┌─ DOCUMENT PASSAGE

# 17.5 Tekin vs Novak



## The Jet (Sep 25, 2001)

Just learning about the differences.
What have you guy's found to be different... Gearing/timing, and comfortable temps???

Thanks, Bret


----------



## Bart Diaz (Mar 21, 2006)

I found the Novak to be better.


----------



## ScottH (Nov 24, 2005)

Bart Diaz said:


> I found the Novak to be better.



What makes it better?


----------



## Jesse Bean (Sep 26, 2004)

Tyler Gerber killed everyone with the tekin motor at the halloween classic on-road race in 1/12 scale at the gate. don't know ne details but witnessed a good ol' school Butt Whoopin! others were on novak's and trinity's.


----------



## Outlaw 44 (May 27, 2003)

Maybe the Tekins work better in a lighter car?


----------



## RCMits (Jan 1, 1970)

u also have to look at gearing, what ESC, etc. combine everything and its a winning combo. any combo can win, and each motor works better in different applications. remember, tekin's hotwire option is one heck of a cool deal... and it can be that one nick advantage over others...


----------



## OVALALOT (Mar 13, 2008)

My experience with Tekin is they do not like a lot of timing, Mine seems to run strong when it is around 10-12deg. Gets to hot when it is cranked up. Seems to me as strong as the Novak. We all know Tekin makes a great product, just need to find that "sweet spot".


----------



## sg1 (Apr 2, 2003)

The Tekin loves smaller tracks and the lower timing on the motor. With the RS speedo and the 189 software and boost set to 40 deg. I set the motor at 0 deg. and roll out low. The magnet strength in the Tekin is a bit lower then the Novak or Duo, so the power out put is a few points lower, but for some reason it will produce more torque at a set amp load. There is a much smaller sweet spot, so temperarture is important. In 1/12 nothing over 145. Any higher you go flat at the end of the race. 
-Wayne


----------



## norminwv (Nov 6, 2002)

I must say that I just started racing a Tekin RS1 17.5 you will love the internal software for the speed controller. I made adjustments to that instead of the motor. Very satisfied with the performance.


----------



## TeamQuandtDad (Jul 5, 2007)

novak is the worest you can get .. i will never buy there stuff again ... just my thoughts ... reasons and so on wont get into them ...


----------



## nitro4294 (Oct 15, 2004)

*Haven't tried the Tekin, but the Novak is working great for me.Had some problems with it when I first got it, shipped it back to them and they got it repaired it had been good ever since. Great customer service. I have used Novak products for a lot of years and will continue to do so.:woohoo:*


----------



## tgardner41 (Mar 15, 2007)

Novak products and service are among the best in our hobby. As long as the stuff is used correctly, not abused too much* and one doesn't have unrealistic expectations...

└─

▶ EXERCISE 1
In the Tekin vs Novak thread, translate this sentence into Spanish: "The Tekin loves smaller tracks and the lower timing on the motor."
▶ EXERCISE 2
Turn the paragraph in the Tekin vs Novak thread that begins "The Tekin loves smaller tracks" into a short bulleted list that keeps its main facts.

┌─ DATASET ENTRIES

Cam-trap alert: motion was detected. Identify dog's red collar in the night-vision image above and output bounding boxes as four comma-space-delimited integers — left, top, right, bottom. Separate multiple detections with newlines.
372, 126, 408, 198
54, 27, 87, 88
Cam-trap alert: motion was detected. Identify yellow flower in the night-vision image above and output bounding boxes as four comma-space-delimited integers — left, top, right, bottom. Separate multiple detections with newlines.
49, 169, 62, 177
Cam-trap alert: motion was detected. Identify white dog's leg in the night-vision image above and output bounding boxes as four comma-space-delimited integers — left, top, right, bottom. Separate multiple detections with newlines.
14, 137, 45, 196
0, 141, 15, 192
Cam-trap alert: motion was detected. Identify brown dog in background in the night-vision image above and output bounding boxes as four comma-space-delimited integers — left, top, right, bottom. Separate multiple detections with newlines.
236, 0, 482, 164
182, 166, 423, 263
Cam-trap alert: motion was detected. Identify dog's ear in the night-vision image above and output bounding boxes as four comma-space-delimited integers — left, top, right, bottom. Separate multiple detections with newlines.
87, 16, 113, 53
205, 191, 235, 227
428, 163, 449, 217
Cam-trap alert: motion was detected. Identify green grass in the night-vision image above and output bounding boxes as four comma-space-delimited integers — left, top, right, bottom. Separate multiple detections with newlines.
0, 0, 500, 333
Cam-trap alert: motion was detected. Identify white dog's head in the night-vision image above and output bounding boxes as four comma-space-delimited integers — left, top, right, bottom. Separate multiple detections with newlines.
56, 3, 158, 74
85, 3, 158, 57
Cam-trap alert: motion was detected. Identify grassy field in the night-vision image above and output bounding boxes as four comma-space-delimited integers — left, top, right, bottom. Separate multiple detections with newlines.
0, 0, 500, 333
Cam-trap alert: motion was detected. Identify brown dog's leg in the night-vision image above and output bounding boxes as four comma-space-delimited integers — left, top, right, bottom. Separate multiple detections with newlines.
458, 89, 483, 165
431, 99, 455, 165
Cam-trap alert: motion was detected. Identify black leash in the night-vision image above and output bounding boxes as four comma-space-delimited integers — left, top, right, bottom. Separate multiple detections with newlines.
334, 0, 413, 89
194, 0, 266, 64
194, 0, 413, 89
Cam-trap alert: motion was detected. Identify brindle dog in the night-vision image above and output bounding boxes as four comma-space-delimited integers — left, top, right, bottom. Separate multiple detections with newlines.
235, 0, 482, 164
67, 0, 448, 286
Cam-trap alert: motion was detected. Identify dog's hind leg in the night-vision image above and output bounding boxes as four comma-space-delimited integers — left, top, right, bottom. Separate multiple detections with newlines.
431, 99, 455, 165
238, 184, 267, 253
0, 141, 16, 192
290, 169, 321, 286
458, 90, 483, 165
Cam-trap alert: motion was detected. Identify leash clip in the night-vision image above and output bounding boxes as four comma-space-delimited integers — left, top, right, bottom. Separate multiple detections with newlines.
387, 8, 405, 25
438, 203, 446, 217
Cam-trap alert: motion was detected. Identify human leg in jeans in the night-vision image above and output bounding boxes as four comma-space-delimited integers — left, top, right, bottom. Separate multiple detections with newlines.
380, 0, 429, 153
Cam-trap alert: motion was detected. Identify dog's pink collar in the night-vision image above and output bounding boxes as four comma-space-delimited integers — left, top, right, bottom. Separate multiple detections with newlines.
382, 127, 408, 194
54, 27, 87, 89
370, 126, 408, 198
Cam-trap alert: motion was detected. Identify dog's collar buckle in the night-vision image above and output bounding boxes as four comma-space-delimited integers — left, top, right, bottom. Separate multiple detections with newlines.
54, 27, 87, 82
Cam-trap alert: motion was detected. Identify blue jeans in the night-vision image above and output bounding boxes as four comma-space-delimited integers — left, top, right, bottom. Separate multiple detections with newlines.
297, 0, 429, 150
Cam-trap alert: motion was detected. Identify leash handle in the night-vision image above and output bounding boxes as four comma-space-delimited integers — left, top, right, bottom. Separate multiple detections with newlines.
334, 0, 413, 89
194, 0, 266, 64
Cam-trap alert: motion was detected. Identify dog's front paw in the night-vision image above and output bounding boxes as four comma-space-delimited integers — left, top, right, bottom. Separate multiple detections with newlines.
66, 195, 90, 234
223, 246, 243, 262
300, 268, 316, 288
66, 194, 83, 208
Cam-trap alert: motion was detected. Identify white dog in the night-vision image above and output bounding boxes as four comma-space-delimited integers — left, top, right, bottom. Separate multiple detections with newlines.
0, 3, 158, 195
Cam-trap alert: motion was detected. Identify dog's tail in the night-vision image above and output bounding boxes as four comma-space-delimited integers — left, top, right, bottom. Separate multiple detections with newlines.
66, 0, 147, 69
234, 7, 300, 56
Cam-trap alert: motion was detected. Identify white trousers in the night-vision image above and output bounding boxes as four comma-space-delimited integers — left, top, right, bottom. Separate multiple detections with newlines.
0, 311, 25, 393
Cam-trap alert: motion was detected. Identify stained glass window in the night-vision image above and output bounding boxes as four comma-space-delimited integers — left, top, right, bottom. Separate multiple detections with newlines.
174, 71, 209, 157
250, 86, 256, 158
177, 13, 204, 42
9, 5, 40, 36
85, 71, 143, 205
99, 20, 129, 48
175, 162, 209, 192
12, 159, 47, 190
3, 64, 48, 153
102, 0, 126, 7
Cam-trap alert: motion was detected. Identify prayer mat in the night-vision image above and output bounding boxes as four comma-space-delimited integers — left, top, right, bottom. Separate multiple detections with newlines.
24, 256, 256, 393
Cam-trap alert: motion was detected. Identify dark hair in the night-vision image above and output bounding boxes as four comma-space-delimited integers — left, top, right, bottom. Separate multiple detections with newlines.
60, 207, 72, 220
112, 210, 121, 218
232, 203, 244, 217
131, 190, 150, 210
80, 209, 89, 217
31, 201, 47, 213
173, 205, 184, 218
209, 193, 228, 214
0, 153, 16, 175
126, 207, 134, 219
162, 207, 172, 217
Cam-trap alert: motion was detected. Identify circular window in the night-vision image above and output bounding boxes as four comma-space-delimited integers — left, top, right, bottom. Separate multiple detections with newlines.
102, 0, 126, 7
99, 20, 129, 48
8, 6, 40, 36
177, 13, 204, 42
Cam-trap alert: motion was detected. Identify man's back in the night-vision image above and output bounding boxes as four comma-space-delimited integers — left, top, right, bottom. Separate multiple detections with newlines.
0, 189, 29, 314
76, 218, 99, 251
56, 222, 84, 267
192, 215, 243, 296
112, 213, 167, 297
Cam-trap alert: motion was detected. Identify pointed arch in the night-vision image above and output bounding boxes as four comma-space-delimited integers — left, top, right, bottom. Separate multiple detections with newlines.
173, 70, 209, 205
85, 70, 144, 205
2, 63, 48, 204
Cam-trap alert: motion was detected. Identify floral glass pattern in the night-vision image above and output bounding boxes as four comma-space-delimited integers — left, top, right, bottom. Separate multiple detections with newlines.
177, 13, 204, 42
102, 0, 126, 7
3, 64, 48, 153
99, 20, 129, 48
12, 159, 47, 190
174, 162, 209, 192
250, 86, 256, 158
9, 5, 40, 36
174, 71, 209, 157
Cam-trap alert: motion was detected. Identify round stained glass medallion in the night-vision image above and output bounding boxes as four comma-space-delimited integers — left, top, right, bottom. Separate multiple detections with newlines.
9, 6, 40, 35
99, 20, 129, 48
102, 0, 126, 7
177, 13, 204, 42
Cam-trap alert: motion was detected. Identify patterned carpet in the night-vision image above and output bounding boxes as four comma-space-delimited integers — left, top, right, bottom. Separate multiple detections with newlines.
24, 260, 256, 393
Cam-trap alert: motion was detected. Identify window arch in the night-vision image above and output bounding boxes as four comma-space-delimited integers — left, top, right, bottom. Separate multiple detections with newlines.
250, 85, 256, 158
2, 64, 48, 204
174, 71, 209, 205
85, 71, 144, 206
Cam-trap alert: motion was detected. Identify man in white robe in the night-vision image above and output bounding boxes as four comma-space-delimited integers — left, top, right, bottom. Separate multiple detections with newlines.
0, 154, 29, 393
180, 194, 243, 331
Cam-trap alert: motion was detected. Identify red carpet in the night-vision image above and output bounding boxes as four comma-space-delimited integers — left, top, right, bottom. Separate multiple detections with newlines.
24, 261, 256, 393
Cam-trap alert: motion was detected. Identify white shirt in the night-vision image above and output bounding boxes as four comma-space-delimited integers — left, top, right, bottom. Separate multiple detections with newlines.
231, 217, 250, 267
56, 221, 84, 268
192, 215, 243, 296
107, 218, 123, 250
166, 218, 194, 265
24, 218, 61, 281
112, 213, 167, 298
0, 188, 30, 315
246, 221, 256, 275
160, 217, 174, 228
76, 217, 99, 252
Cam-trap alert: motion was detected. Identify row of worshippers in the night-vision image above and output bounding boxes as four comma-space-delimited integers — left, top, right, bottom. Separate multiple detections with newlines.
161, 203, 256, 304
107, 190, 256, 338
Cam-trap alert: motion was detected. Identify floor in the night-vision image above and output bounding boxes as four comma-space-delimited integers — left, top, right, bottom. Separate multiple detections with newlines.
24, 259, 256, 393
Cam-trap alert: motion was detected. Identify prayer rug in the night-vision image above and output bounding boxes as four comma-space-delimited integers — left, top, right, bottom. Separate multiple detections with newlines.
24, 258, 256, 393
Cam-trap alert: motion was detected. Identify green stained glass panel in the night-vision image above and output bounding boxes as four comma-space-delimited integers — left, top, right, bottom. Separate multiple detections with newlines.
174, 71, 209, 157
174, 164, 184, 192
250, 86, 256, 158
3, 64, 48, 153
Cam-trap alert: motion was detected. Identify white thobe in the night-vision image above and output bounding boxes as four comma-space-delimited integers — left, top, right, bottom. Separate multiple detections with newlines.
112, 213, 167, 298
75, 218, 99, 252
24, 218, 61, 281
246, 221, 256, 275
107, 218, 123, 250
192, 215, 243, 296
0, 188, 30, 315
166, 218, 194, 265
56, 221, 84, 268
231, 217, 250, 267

└─

▶ OUTPUT 1
Al Tekin le encantan las pistas más pequeñas y el avance más bajo en el motor.

▶ OUTPUT 2
- The Tekin does best on smaller tracks with low motor timing.
- Setup used: RS speedo with 189 software, boost at 40 deg, motor at 0 deg, low rollout.
- Its magnets are a bit weaker than those in the Novak or Duo, so power output is a few points lower, yet it produces more torque at a set amp load.
- Its sweet spot is much smaller, so temperature matters: in 1/12, nothing over 145, or it goes flat at the end of the race.